>> START RECORD EXCERPTS
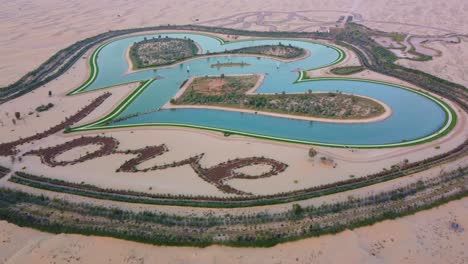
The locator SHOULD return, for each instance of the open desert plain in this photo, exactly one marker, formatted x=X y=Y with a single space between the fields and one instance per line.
x=233 y=131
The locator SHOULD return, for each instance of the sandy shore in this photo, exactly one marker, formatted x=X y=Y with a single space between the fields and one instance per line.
x=425 y=237
x=34 y=31
x=386 y=114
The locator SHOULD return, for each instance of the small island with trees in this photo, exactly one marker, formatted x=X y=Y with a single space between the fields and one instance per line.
x=236 y=92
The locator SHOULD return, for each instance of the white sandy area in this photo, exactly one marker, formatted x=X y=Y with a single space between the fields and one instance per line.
x=32 y=31
x=386 y=114
x=425 y=237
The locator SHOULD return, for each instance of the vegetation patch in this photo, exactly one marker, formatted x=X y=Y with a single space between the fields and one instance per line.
x=278 y=51
x=43 y=108
x=161 y=51
x=259 y=229
x=347 y=70
x=165 y=51
x=229 y=64
x=230 y=91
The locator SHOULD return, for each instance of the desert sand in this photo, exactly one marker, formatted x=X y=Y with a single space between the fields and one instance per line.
x=32 y=31
x=426 y=237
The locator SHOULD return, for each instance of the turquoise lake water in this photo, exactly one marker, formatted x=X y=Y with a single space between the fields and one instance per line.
x=414 y=116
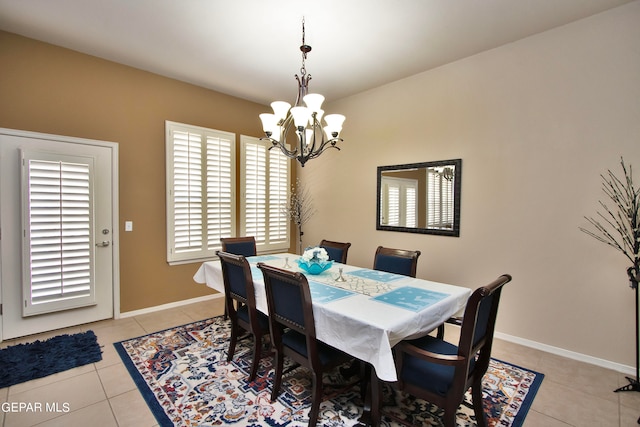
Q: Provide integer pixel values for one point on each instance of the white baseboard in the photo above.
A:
(170, 305)
(624, 369)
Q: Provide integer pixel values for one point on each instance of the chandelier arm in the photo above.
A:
(323, 148)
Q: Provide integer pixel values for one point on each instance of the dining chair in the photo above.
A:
(238, 288)
(245, 246)
(440, 372)
(293, 332)
(337, 251)
(398, 261)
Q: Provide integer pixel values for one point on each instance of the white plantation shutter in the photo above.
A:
(393, 205)
(220, 190)
(201, 191)
(255, 189)
(399, 202)
(411, 207)
(58, 221)
(265, 180)
(279, 168)
(439, 200)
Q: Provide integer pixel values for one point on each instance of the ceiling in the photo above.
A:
(250, 48)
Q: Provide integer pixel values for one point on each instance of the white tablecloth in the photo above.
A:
(376, 310)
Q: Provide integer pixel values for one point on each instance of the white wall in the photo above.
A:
(535, 122)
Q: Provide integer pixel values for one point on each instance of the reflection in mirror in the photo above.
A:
(420, 197)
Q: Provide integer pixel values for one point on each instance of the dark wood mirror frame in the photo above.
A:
(419, 171)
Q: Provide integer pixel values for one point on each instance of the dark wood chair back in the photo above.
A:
(245, 246)
(337, 251)
(293, 331)
(398, 261)
(441, 373)
(240, 305)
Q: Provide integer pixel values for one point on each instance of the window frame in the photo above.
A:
(206, 248)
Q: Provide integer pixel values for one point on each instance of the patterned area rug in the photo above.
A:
(184, 377)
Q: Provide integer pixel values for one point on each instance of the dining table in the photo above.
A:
(360, 311)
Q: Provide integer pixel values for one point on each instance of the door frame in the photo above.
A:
(113, 147)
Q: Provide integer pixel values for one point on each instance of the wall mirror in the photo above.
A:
(420, 197)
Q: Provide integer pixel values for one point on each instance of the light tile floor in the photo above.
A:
(103, 394)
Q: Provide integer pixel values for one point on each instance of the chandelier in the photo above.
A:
(312, 139)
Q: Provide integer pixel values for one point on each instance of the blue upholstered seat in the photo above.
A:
(293, 331)
(440, 372)
(432, 376)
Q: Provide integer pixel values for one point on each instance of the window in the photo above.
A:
(201, 192)
(57, 222)
(201, 205)
(265, 180)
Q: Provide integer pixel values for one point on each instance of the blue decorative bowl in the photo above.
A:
(314, 267)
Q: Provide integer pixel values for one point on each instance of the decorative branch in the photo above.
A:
(300, 208)
(618, 227)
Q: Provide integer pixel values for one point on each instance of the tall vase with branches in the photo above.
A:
(300, 209)
(619, 227)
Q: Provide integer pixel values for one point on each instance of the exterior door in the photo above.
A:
(81, 285)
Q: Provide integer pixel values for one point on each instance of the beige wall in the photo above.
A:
(535, 122)
(44, 88)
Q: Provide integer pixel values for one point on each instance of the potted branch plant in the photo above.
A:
(618, 227)
(300, 209)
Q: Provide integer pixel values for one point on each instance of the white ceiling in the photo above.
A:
(250, 48)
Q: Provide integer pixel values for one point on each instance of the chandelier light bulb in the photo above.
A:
(269, 122)
(314, 101)
(300, 116)
(319, 115)
(280, 110)
(334, 122)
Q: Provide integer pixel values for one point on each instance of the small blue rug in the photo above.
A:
(24, 362)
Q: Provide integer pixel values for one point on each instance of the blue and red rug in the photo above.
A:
(184, 377)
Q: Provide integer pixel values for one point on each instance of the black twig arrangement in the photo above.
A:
(618, 227)
(300, 208)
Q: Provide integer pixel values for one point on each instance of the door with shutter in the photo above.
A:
(59, 236)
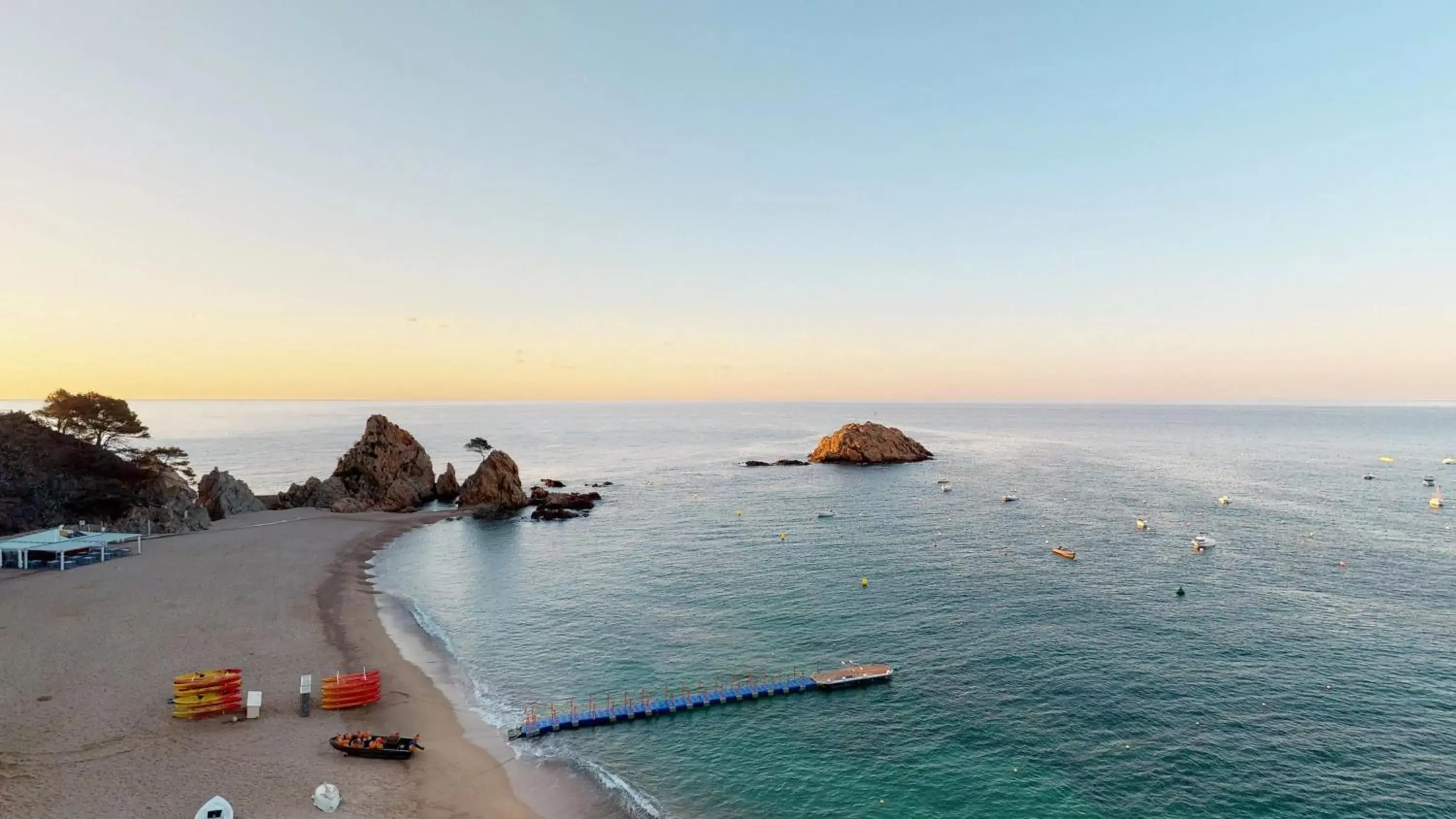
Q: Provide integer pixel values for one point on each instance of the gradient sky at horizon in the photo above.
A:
(983, 201)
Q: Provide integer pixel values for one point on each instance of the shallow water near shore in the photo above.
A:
(1026, 686)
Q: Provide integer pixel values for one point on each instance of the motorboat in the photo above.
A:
(216, 808)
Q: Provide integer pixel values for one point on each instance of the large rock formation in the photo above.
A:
(494, 488)
(223, 495)
(49, 479)
(168, 507)
(868, 442)
(386, 469)
(446, 486)
(314, 492)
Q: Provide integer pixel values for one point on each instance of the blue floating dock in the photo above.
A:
(631, 710)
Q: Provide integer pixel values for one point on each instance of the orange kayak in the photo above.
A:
(207, 678)
(207, 709)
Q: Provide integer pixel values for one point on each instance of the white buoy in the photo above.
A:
(216, 808)
(327, 798)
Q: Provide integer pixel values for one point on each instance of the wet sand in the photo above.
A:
(86, 659)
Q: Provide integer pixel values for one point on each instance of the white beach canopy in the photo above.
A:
(62, 540)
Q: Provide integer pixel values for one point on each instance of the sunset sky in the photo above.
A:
(536, 200)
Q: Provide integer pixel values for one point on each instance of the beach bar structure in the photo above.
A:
(62, 543)
(645, 706)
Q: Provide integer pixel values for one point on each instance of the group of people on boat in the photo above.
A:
(369, 741)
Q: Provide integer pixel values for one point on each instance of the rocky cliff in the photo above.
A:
(868, 442)
(494, 488)
(223, 495)
(49, 479)
(386, 469)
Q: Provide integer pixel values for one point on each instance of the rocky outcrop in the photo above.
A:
(561, 505)
(49, 479)
(494, 489)
(446, 486)
(223, 496)
(868, 442)
(314, 492)
(544, 514)
(386, 469)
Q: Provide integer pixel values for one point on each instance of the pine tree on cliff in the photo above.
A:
(480, 445)
(91, 416)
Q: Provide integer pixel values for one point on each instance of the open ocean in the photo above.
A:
(1026, 686)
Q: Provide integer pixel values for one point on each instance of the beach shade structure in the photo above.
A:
(348, 690)
(207, 693)
(65, 546)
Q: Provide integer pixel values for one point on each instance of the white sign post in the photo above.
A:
(305, 688)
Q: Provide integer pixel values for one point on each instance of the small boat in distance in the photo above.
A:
(216, 808)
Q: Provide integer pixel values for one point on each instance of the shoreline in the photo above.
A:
(544, 786)
(89, 656)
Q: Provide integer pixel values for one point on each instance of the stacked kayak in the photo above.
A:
(350, 690)
(207, 693)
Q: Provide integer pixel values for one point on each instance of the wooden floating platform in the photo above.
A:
(629, 710)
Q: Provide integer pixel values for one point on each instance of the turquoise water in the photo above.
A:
(1027, 687)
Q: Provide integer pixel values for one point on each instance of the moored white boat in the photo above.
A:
(216, 808)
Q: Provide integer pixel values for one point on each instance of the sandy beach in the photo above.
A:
(89, 654)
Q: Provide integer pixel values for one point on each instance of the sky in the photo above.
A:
(728, 201)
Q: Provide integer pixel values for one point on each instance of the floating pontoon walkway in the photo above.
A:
(647, 707)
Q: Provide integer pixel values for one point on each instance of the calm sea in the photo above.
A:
(1309, 671)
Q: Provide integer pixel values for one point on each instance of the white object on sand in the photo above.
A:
(216, 808)
(327, 798)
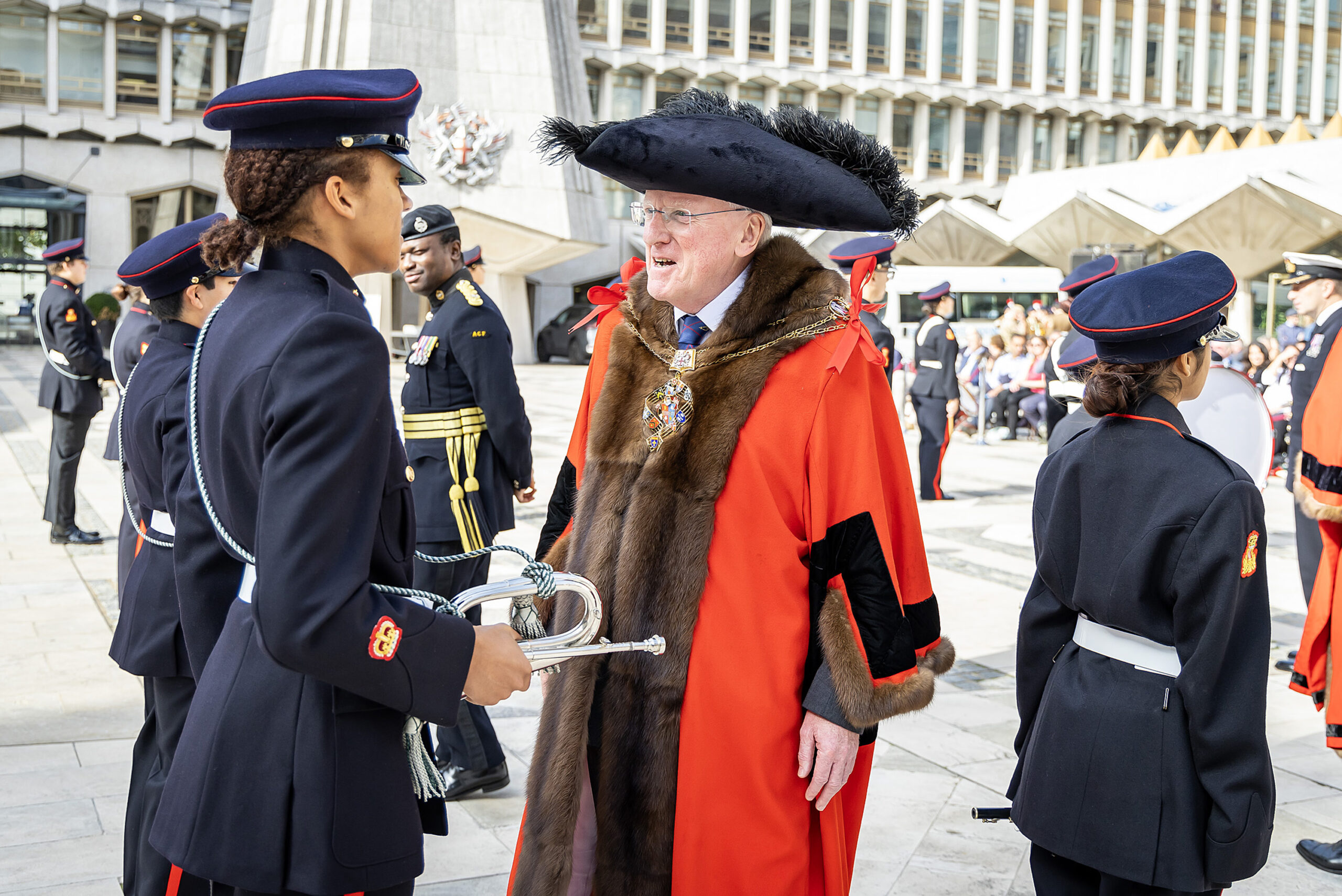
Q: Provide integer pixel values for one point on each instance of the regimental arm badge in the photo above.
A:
(384, 640)
(422, 349)
(1249, 564)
>> END RECORD EXCERPTS
TASK BRIEF: Output only the lines from the one that contains "white boat in the photo above." to the end of the entries above, both end lines included, and drop the pictures.

EXPECTED ANSWER:
Q: Provide integer pixel values for one point on each instance of the moored white boat in the photo above.
A:
(216, 808)
Q: Provide integer pixel values for one point on each instance of the sandy beach in the photo above.
A:
(89, 654)
Q: Provide integer pixel values for one point on each instance of the sky in the photo above.
A:
(728, 201)
Q: Provide integer pixel values for one point on each instance of the floating pontoon walkway in the photo above.
A:
(647, 707)
Q: Provide integer pixel values for one point on each instance of the calm sea in the photo above.
A:
(1309, 671)
Q: Provide integer pixel values for one point on each instance of the white object on sand in the photo above.
A:
(216, 808)
(327, 798)
Q: Provide integer pixel values for one point on each instance of the regimental arm badge in the photo above.
A:
(384, 640)
(422, 349)
(1249, 564)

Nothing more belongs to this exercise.